::: Texte de la page :::

CORRESPONDANCE - Année 1768 - Partie 7

Publié le par loveVoltaire

CORRESPONDANCE - Année 1768 - Partie 7

Photo de PAPAPOUSS

 

 

 

 

 

à M. le comte d’Argental.

 

6 Février 1768.

 

 

          Mon cher ange, mon gendre m’apporte votre lettre ; il est enchanté de vos bontés, et moi je suis désespéré. M. le duc de Choiseul s’est déclaré violemment contre les Sirven, après m’avoir promis qu’il serait leur protecteur. Mais le Repas dont vous me parlez me fait encore plus de peine. Saint-Hyacinthe était, à la vérité, un sot dans la conversation, mais il écrivait bien, il a fait de bons journaux, et il y a de lui un Militaire philosophe, imprimé depuis peu en Hollande, lequel est ce qu’on a fait peut-être de plus fort contre le fanatisme ; le Dîner a été imprimé sous son nom : pourquoi donc l’attribuer à une autre personne ? Cela est injuste et barbare : il y a plus, cela est très dangereux et d’une conséquence affreuse. On est déchaîné de tous les côtés ; on cherche l’ouvrage de Saint-Hyacinthe pour le faire brûler. M. Suard est l’homme du monde le plus capable de détourner des soupçons odieux qui perdraient un vieillard aimé de vous, et rempli pour vous de la tendresse la plus inaltérable.

 

          Vous ai-je prié de persuader M. Suard ? Non ; je vous ai supplié de l’engager à rendre un service digne d’un honnête homme. Il n’importe pas qu’on accuse les morts, mais il importe beaucoup qu’on n’accuse pas les vivants. Que vous coûterait-il de prier M. Suard de passer chez vous, et de l’engager à rendre ce service ? Je vous le demande au nom de l’amitié. Les personnes avec lesquelles vous vivez en intimité croiront ce qu’elles voudront ; je suis bien sûr qu’elles ne me feront pas de mal ; mais les autres peuvent en faire beaucoup.

 

          La poste va partir. Je n’ai que le temps de vous dire combien il est nécessaire qu’on ne me calomnie point auprès du roi et que M. Suard et M. l’abbé Arnaud, que je vous crois attachés, empêchent qu’on ne me calomnie dans la ville. Je vous embrasse avec la plus vive tendresse.

 

 

 

 

 

à M. de Chenevières. (1)

 

 

 

 

          Je vous prie, mon cher ami, de faire rendre sur-le-champ cette lettre à M. de Taulès.

 

          Voici un petit ouvrage (2) d’un commis des finances, que je vous prie de faire lire à ceux qui savent calculer. Mandez-moi si les calculs sont justes ; car je ne m’y connais pas.

 

 

1 – Editeurs, de Cayrol et A. François. (G.A.)

2 – L’Homme aux quarante écus. (G.A.)

 

 

 

 

 

à M. le chevalier de Taulès.

 

A Ferney, 6 Février 1768.

:::

**Exercice écrit a**
Relevez tous les destinataires des lettres reproduites dans l'extrait de correspondance.

::: Extraits des lignes :::

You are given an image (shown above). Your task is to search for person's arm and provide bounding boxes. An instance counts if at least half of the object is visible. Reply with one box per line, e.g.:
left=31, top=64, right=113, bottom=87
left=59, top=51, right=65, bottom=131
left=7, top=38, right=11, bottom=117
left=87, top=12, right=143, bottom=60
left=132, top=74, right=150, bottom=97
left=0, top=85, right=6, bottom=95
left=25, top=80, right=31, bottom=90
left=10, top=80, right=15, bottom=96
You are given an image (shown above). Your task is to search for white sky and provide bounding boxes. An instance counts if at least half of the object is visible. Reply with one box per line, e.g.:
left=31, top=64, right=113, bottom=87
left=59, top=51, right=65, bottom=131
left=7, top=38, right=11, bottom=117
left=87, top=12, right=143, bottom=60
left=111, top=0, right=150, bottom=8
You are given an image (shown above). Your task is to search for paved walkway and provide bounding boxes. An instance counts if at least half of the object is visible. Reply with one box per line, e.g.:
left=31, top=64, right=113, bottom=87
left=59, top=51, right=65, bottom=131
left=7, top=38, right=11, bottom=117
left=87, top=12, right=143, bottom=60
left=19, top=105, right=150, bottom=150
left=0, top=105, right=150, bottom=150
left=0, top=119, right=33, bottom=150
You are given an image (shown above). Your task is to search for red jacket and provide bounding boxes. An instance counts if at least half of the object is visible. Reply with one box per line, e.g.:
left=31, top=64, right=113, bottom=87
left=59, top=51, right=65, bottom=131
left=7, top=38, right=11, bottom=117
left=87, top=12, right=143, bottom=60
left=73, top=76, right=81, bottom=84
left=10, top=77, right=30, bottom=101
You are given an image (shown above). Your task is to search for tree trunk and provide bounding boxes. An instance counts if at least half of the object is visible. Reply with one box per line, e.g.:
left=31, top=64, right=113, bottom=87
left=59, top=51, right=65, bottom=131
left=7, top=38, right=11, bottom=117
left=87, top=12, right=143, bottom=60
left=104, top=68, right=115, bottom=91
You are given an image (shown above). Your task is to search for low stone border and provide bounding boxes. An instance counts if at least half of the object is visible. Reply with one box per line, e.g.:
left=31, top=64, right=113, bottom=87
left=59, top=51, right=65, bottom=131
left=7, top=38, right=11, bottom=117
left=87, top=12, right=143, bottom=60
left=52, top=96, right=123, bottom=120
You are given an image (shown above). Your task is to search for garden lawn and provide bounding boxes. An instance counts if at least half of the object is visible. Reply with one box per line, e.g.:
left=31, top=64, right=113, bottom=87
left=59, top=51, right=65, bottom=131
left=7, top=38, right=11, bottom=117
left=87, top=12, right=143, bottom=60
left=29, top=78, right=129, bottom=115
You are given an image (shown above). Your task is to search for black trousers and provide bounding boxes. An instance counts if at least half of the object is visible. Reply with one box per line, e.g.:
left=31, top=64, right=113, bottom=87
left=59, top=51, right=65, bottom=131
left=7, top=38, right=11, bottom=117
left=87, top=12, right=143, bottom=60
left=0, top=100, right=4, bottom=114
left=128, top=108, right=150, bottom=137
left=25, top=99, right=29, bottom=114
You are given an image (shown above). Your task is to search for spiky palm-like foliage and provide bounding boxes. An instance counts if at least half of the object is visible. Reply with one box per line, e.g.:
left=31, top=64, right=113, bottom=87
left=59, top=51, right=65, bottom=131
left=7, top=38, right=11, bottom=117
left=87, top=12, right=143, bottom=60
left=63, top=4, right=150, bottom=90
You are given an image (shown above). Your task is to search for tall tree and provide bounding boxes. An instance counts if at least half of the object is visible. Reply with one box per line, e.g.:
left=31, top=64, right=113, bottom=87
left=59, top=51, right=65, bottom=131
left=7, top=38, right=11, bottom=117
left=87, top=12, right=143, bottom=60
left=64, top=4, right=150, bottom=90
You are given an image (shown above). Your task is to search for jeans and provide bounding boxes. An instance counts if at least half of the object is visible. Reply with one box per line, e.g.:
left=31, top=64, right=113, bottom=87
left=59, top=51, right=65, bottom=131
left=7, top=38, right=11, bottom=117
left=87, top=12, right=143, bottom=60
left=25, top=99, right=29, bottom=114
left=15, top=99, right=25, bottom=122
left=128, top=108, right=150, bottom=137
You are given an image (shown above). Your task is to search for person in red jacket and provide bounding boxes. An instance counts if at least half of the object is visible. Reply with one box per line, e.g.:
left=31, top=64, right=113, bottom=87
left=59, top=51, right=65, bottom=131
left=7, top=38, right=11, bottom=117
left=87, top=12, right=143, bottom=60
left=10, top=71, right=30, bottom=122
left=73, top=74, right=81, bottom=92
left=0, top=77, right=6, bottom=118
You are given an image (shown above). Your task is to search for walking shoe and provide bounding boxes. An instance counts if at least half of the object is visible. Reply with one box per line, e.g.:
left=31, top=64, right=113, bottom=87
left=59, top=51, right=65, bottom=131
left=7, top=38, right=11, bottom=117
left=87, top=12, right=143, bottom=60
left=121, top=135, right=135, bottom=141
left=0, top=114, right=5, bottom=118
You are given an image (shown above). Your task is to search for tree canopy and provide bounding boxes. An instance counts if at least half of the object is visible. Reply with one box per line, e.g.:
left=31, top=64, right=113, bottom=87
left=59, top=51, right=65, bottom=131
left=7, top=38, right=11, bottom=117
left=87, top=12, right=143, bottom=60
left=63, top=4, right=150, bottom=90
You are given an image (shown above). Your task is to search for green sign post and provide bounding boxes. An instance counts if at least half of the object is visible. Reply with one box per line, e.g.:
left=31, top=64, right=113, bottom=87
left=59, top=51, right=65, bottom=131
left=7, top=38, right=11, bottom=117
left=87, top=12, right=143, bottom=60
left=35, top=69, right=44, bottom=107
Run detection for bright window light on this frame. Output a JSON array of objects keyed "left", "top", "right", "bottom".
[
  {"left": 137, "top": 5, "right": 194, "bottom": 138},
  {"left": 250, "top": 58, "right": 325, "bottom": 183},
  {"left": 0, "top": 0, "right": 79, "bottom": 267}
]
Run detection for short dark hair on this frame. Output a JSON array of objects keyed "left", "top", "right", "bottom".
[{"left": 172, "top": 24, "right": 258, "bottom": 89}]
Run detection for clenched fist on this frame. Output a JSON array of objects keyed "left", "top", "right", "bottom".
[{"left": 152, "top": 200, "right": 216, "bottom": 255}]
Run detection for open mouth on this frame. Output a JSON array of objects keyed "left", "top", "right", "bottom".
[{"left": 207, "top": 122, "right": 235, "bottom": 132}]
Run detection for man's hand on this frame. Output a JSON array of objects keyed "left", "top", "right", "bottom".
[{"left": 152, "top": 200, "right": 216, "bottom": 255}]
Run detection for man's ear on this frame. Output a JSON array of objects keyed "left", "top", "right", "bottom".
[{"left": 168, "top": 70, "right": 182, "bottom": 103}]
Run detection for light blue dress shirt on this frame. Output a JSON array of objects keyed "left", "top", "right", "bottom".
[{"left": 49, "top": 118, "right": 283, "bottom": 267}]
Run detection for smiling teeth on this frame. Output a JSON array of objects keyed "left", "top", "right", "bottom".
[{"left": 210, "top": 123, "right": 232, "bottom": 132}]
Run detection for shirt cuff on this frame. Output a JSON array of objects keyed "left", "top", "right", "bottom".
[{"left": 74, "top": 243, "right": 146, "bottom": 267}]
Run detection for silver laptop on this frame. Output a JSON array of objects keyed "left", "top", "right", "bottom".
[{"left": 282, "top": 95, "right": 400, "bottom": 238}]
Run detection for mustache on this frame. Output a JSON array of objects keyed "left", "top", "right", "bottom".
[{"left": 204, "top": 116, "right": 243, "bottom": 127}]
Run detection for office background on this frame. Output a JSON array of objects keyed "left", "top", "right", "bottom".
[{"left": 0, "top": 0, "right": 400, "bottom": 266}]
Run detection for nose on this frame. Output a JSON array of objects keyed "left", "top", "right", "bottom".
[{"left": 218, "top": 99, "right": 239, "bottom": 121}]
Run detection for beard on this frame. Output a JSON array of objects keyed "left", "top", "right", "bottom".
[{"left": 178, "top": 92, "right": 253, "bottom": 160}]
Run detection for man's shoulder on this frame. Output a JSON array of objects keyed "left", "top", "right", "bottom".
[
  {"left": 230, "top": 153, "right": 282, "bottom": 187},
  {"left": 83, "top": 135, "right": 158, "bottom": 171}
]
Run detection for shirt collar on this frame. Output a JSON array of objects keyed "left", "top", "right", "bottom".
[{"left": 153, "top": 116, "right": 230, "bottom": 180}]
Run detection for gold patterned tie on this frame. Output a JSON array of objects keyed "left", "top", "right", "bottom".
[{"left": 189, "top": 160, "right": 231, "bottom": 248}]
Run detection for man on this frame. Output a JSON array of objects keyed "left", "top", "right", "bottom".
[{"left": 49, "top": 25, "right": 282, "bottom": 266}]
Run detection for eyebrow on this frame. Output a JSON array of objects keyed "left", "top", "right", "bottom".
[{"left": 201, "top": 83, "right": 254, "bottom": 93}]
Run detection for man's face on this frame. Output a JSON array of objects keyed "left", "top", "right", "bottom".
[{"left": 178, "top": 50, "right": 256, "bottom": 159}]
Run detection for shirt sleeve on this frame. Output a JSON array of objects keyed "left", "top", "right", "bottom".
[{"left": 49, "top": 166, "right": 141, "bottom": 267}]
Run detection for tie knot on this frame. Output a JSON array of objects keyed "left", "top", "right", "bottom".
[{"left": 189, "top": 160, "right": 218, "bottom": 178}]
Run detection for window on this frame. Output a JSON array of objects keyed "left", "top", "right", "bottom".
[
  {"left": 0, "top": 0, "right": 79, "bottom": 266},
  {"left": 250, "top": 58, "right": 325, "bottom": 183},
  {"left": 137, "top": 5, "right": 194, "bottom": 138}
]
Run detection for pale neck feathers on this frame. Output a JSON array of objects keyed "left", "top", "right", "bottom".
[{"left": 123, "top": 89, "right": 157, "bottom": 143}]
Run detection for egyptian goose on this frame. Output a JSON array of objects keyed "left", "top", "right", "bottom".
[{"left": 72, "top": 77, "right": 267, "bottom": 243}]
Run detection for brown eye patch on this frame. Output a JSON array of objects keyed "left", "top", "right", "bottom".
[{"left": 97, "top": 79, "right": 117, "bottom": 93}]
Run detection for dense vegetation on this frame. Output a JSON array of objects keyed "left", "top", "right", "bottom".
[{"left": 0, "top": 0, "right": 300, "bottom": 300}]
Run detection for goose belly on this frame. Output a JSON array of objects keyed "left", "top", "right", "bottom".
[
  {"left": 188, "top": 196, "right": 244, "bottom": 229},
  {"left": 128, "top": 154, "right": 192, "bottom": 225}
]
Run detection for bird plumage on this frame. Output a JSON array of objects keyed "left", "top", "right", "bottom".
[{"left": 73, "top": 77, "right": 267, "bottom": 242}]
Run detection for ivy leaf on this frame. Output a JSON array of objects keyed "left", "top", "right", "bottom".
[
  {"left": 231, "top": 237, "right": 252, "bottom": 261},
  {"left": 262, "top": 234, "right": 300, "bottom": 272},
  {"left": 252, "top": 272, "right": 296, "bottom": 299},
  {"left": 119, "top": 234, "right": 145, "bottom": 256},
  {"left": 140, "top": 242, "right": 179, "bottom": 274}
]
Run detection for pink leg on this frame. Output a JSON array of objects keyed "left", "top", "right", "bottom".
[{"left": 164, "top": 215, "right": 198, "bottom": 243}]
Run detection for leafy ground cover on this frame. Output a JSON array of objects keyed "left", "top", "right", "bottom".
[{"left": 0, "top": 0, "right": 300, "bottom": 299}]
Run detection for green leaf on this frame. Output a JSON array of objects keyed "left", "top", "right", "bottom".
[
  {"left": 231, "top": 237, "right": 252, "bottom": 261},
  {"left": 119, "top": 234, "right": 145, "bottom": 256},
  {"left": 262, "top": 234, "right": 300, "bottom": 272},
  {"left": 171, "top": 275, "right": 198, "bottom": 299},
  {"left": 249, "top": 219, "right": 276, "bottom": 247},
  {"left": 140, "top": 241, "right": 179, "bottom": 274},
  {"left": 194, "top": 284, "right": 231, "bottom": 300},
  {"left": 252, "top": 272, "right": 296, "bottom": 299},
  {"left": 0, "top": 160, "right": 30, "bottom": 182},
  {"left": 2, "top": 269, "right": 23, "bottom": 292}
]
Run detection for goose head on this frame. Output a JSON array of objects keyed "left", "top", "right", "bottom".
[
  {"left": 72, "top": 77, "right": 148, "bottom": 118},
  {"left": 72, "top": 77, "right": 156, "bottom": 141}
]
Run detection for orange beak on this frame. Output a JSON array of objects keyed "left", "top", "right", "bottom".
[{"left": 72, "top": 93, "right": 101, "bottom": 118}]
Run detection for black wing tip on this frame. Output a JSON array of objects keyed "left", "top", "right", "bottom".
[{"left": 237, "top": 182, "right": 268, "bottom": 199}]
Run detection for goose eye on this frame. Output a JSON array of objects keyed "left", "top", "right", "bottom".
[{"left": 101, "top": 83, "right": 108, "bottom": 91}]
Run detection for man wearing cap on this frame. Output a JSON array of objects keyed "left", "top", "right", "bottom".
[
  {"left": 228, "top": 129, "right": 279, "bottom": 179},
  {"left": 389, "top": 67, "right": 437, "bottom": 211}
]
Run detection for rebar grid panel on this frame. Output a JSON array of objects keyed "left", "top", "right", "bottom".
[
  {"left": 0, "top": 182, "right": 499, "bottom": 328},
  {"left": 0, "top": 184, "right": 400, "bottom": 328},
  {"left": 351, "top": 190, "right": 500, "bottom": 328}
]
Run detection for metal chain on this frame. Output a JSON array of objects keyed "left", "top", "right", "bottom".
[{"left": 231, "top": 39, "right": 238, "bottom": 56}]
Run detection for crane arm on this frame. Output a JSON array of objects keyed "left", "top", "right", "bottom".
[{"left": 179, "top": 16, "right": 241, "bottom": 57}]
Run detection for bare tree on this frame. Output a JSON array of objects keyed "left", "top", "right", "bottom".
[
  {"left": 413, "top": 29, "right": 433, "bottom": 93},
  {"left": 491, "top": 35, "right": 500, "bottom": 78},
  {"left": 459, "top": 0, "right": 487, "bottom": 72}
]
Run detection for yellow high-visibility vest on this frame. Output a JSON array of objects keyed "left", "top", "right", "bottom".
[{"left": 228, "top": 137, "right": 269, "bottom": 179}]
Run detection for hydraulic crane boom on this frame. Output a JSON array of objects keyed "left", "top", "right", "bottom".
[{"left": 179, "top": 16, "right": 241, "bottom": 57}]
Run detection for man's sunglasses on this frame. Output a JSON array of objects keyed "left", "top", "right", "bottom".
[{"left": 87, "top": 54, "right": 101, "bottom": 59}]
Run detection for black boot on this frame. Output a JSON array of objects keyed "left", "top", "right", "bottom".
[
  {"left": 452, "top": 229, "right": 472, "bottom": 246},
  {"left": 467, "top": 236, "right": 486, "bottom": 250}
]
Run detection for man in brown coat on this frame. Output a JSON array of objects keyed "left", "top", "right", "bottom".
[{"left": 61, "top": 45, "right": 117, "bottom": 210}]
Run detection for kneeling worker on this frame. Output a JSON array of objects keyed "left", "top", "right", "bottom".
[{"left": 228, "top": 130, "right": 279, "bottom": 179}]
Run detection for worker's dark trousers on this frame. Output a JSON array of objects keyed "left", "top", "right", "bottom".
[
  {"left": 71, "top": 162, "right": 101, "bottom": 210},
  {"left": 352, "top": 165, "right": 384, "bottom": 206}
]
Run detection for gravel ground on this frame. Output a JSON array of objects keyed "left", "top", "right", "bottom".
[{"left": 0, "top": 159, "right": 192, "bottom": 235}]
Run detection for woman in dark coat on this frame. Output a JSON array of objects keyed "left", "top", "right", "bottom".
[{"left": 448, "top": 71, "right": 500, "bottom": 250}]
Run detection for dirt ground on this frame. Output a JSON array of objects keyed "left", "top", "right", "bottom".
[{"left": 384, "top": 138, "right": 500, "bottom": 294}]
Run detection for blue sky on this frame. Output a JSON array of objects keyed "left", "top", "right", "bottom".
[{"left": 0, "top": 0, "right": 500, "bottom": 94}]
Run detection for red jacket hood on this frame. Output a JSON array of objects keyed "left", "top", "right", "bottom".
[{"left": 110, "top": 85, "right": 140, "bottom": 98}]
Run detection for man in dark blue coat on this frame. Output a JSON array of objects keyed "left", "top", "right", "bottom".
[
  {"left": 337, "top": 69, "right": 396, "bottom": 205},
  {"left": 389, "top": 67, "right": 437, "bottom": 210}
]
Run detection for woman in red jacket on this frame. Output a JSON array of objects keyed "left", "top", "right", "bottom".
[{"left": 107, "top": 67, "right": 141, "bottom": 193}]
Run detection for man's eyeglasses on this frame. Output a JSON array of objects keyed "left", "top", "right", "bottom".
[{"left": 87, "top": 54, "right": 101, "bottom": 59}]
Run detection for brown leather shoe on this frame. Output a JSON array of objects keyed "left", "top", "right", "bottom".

:::

**Exercice écrit b**
Présentez sous forme de liste numérotée les lignes ci-dessus, en commençant à la première de ces lignes et en terminant par celle qui contient "left=10, top=77, right=30, bottom=101", sans les lignes vides.

**Résultat de l'exercice a**
- M. le comte d'Argental
- M. de Chenevières
- M. le chevalier de Taulès

**Résultat de l'exercice b**
1. You are given an image (shown above). Your task is to search for person's arm and provide bounding boxes. An instance counts if at least half of the object is visible. Reply with one box per line, e.g.:
2. left=31, top=64, right=113, bottom=87
3. left=59, top=51, right=65, bottom=131
4. left=7, top=38, right=11, bottom=117
5. left=87, top=12, right=143, bottom=60
6. left=132, top=74, right=150, bottom=97
7. left=0, top=85, right=6, bottom=95
8. left=25, top=80, right=31, bottom=90
9. left=10, top=80, right=15, bottom=96
10. You are given an image (shown above). Your task is to search for white sky and provide bounding boxes. An instance counts if at least half of the object is visible. Reply with one box per line, e.g.:
11. left=31, top=64, right=113, bottom=87
12. left=59, top=51, right=65, bottom=131
13. left=7, top=38, right=11, bottom=117
14. left=87, top=12, right=143, bottom=60
15. left=111, top=0, right=150, bottom=8
16. You are given an image (shown above). Your task is to search for paved walkway and provide bounding boxes. An instance counts if at least half of the object is visible. Reply with one box per line, e.g.:
17. left=31, top=64, right=113, bottom=87
18. left=59, top=51, right=65, bottom=131
19. left=7, top=38, right=11, bottom=117
20. left=87, top=12, right=143, bottom=60
21. left=19, top=105, right=150, bottom=150
22. left=0, top=105, right=150, bottom=150
23. left=0, top=119, right=33, bottom=150
24. You are given an image (shown above). Your task is to search for red jacket and provide bounding boxes. An instance counts if at least half of the object is visible. Reply with one box per line, e.g.:
25. left=31, top=64, right=113, bottom=87
26. left=59, top=51, right=65, bottom=131
27. left=7, top=38, right=11, bottom=117
28. left=87, top=12, right=143, bottom=60
29. left=73, top=76, right=81, bottom=84
30. left=10, top=77, right=30, bottom=101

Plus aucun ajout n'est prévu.